* _Provided information_:
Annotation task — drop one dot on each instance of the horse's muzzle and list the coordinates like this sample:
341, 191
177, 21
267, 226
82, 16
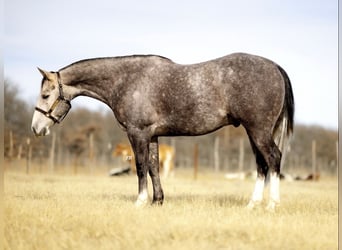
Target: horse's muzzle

* _Prompt_:
Reproduce the full listing above verbatim, with no pictures included.

* _Finished answer_:
Annotation task — drop one dot on each instance of the horse's muzzle and list the coordinates like this sample:
341, 191
177, 21
267, 226
82, 16
Target: horse's muzzle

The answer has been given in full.